═══ MATERIALS PROVIDED

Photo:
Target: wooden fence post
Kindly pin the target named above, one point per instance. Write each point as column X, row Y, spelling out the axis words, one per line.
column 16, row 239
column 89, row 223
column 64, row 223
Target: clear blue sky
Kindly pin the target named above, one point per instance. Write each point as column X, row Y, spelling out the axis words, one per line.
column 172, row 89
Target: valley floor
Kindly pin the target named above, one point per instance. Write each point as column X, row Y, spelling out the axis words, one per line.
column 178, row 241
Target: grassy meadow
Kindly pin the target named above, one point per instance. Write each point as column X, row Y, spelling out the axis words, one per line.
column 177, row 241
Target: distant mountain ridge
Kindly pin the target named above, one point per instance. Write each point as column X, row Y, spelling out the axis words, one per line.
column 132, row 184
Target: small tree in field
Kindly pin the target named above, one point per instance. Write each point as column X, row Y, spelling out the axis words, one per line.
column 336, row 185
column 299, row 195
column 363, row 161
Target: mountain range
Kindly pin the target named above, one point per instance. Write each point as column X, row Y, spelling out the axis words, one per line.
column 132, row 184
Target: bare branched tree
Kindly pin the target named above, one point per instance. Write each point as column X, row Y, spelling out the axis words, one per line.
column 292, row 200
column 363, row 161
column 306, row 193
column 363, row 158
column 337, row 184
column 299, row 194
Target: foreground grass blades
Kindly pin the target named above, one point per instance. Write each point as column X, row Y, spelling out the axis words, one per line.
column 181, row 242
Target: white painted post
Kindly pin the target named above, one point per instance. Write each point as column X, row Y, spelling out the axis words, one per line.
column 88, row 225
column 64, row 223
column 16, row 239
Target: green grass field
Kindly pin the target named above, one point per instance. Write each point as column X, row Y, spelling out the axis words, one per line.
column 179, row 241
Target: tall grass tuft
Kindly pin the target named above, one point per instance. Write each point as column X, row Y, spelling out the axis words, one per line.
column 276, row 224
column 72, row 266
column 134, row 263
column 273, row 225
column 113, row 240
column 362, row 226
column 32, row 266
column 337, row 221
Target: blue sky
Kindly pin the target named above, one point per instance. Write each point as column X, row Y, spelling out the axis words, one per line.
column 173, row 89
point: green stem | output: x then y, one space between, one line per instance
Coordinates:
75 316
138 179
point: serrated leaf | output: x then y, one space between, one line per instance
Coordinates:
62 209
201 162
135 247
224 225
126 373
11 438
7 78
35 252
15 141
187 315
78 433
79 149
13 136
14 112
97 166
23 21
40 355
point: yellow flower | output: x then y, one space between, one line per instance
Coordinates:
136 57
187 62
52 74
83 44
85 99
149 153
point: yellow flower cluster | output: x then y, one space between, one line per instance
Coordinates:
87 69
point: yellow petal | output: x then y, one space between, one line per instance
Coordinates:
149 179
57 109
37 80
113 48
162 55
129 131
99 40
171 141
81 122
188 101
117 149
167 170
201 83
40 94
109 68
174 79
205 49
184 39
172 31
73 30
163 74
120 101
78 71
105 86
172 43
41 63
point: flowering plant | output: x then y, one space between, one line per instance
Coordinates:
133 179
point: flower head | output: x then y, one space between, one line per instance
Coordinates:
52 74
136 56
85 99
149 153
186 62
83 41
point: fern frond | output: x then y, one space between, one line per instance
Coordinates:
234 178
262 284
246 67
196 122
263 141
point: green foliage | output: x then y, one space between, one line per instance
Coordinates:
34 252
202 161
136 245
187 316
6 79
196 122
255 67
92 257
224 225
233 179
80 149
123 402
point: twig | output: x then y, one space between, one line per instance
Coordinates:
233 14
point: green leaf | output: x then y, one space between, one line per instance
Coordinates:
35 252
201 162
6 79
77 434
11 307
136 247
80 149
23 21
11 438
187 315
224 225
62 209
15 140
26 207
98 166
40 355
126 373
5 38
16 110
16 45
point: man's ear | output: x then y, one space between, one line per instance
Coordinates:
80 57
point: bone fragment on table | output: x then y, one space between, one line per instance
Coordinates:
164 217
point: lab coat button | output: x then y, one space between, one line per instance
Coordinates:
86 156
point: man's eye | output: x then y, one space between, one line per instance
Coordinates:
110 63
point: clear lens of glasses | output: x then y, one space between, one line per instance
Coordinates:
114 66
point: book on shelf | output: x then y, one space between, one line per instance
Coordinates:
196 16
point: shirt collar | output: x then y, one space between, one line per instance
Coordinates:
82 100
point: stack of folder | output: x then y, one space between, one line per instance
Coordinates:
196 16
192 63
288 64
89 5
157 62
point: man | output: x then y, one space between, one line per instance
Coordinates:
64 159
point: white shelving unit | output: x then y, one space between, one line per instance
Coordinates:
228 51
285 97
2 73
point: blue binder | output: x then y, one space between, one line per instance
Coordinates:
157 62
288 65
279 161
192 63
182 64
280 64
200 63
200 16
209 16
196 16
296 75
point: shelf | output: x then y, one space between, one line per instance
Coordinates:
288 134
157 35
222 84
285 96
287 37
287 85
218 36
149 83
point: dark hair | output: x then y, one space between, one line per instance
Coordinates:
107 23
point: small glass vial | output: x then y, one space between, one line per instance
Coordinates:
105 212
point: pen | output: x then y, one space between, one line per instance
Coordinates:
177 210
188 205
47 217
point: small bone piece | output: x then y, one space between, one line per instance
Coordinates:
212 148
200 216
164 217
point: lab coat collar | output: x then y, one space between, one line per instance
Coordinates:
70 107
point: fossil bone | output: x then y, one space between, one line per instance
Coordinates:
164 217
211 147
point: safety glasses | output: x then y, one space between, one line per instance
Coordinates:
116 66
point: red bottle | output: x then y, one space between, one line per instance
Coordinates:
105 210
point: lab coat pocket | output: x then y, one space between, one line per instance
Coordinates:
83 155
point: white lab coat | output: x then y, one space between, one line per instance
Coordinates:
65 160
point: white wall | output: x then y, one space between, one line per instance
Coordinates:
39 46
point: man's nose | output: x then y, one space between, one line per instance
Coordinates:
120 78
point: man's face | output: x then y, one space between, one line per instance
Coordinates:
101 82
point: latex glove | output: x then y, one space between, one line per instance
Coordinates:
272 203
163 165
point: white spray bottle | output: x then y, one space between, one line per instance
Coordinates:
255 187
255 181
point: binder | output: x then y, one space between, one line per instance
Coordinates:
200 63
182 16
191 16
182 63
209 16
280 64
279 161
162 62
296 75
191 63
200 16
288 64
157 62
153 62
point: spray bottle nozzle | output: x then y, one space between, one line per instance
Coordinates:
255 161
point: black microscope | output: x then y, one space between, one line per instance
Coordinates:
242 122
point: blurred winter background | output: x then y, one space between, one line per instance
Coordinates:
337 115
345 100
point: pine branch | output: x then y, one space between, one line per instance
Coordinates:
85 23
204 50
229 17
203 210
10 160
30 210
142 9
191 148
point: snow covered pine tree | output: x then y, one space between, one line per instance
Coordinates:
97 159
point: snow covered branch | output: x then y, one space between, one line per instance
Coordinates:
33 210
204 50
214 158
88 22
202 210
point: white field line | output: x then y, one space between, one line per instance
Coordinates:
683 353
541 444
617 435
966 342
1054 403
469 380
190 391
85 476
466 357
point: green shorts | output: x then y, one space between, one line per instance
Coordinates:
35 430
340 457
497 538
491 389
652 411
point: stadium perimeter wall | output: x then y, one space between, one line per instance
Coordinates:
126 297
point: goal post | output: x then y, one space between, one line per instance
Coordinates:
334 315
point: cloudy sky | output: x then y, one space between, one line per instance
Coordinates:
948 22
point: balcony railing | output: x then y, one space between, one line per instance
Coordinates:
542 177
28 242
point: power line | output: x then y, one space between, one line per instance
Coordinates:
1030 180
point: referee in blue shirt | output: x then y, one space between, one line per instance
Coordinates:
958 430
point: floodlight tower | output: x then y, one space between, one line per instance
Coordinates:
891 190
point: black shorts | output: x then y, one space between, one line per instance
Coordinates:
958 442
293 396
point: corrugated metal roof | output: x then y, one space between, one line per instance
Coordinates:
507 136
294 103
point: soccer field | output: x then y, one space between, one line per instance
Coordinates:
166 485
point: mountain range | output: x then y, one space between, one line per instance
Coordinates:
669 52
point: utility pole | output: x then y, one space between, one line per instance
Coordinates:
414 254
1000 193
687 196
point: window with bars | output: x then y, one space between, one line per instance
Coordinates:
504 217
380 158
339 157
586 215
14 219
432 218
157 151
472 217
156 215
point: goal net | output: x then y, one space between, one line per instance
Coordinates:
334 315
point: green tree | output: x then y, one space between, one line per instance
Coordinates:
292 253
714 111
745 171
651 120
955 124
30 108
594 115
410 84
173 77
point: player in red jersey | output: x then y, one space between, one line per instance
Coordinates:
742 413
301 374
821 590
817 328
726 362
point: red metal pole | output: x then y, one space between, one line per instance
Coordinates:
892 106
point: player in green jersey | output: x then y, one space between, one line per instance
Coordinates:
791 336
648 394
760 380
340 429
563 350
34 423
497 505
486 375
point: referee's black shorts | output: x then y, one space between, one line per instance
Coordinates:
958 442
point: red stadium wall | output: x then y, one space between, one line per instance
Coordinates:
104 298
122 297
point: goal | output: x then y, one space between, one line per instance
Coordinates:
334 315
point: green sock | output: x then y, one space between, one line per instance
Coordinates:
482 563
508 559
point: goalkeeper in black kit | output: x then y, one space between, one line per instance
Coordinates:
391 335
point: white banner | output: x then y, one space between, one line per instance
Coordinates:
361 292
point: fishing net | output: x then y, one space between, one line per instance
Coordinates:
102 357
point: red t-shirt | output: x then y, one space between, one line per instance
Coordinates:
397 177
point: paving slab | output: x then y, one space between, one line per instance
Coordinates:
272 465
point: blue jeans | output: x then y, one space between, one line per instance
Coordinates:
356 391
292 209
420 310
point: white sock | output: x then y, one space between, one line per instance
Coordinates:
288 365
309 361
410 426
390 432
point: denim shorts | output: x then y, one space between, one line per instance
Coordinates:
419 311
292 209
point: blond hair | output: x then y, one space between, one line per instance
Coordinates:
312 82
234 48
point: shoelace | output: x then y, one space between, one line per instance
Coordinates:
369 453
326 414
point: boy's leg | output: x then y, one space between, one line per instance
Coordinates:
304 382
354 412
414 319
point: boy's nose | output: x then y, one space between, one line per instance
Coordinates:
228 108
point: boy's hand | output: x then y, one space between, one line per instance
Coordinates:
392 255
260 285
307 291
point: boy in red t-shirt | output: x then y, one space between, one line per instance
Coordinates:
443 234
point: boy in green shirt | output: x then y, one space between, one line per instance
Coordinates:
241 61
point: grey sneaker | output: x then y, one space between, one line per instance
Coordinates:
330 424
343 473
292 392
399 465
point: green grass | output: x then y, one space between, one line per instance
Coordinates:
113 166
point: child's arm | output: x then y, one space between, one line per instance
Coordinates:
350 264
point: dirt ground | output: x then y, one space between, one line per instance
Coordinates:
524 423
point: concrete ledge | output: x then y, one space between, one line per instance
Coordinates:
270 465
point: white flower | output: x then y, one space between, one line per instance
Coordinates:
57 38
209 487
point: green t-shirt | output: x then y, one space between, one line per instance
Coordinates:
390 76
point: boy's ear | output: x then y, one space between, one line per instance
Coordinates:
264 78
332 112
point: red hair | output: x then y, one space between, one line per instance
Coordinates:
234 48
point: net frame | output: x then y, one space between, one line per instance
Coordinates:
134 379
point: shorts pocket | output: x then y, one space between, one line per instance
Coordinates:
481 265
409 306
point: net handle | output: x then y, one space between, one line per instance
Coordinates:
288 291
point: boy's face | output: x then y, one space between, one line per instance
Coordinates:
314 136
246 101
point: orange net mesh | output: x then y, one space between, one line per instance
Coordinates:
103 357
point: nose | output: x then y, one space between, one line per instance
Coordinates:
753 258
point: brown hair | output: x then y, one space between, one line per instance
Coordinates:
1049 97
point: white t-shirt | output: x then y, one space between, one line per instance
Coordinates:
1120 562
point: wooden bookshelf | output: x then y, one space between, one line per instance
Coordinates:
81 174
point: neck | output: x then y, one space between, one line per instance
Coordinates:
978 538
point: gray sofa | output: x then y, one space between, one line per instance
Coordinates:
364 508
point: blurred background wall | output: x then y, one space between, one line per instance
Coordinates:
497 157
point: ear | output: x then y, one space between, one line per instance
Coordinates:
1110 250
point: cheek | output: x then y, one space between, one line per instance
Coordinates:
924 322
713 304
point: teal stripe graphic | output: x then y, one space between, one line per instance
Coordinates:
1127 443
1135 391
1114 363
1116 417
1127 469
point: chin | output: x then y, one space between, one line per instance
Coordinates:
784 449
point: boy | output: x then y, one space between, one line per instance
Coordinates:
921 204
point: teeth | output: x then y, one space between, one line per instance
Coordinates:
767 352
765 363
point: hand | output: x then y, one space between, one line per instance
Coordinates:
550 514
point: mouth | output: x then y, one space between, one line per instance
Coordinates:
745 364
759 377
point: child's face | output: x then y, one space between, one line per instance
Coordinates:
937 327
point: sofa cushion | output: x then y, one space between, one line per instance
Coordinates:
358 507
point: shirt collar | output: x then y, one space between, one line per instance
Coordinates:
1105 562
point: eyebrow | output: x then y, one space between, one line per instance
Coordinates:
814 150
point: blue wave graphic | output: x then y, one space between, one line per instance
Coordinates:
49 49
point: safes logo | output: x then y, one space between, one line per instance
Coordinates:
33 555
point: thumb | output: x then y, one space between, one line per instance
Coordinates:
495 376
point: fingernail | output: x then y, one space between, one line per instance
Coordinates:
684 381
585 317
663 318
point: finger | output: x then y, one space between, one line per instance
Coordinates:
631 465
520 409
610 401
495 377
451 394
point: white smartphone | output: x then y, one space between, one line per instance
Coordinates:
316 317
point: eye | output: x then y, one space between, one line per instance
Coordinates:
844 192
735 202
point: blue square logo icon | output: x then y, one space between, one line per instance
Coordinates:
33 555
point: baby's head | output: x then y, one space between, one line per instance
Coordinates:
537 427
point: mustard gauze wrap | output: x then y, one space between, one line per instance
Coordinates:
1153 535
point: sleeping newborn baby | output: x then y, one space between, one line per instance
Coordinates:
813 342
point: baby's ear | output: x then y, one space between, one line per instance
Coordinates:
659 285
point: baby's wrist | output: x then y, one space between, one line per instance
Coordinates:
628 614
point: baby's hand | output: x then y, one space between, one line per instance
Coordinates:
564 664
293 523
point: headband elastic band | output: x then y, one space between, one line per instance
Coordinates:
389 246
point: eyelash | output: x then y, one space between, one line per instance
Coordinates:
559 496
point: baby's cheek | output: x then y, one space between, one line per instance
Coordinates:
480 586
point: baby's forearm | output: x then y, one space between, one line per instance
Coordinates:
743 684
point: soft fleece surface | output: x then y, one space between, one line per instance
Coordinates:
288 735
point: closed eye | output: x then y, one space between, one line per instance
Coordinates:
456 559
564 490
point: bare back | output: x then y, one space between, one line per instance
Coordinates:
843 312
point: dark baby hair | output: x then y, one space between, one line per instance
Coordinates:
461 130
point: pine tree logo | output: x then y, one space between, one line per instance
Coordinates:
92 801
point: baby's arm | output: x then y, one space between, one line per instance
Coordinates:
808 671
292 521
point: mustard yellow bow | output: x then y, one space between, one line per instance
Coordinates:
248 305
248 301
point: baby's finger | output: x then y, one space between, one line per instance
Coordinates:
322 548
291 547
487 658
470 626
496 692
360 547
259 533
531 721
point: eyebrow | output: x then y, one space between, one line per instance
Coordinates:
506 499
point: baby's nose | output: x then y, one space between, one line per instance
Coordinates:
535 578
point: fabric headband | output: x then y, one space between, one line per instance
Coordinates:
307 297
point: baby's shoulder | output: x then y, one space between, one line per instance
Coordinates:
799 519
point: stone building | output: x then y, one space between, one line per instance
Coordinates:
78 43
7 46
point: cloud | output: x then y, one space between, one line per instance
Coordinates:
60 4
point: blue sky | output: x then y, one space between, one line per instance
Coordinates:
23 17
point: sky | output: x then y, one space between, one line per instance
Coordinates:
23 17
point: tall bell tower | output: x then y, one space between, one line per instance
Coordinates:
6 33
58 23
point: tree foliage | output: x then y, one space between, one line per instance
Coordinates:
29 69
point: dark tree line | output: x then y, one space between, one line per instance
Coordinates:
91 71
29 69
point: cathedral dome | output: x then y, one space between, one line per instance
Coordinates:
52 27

══════

• [TASK GOAL] Only certain lines are wanted. Please return exactly those from the top of the data through the line with "Target: bare branched tree".

• [ANSWER FOR THIS EXERCISE]
Photo:
Target: wooden fence post
Kindly pin the target named above, one point per instance. Write each point as column X, row Y, spelling out the axis words, one per line.
column 16, row 239
column 89, row 223
column 64, row 223
Target: clear blue sky
Kindly pin the target named above, one point per instance. Write each point as column X, row Y, spelling out the axis words, one per line.
column 172, row 89
Target: valley floor
Kindly pin the target named above, one point per instance. Write each point as column X, row Y, spelling out the axis words, one per line.
column 178, row 241
Target: grassy meadow
Kindly pin the target named above, one point per instance. Write each point as column X, row Y, spelling out the axis words, one per line.
column 177, row 241
Target: distant mountain ridge
Kindly pin the target named above, one point per instance. Write each point as column X, row Y, spelling out the axis words, one per line.
column 132, row 184
Target: small tree in field
Kindly pin the target named above, one point per instance. Write each point as column X, row Y, spelling out the axis words, one per line.
column 336, row 185
column 299, row 195
column 363, row 161
Target: mountain range
Kindly pin the target named above, one point per instance. Write each point as column X, row Y, spelling out the axis words, one per line.
column 132, row 184
Target: bare branched tree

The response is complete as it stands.